HOW TO COMPLETE THIS TASK = The records are to be repeated in full. Every line must match.

# # # # # # #

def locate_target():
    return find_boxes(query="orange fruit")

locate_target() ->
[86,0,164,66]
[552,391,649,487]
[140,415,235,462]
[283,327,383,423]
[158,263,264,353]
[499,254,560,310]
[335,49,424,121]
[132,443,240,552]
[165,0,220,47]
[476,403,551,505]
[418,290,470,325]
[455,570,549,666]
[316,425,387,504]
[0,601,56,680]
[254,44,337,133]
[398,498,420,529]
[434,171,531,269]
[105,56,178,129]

# # # # # # #

ANSWER TO THIS EXERCISE =
def locate_target():
    return find_boxes(query="orange fruit")

locate_target() ->
[86,0,164,66]
[552,391,649,487]
[140,415,235,462]
[283,327,383,423]
[158,263,264,353]
[499,254,560,310]
[335,49,424,121]
[132,443,240,552]
[165,0,220,47]
[476,403,551,505]
[418,290,470,325]
[455,570,549,666]
[316,425,387,504]
[0,601,56,680]
[254,44,337,133]
[398,498,420,529]
[434,171,531,269]
[105,56,178,129]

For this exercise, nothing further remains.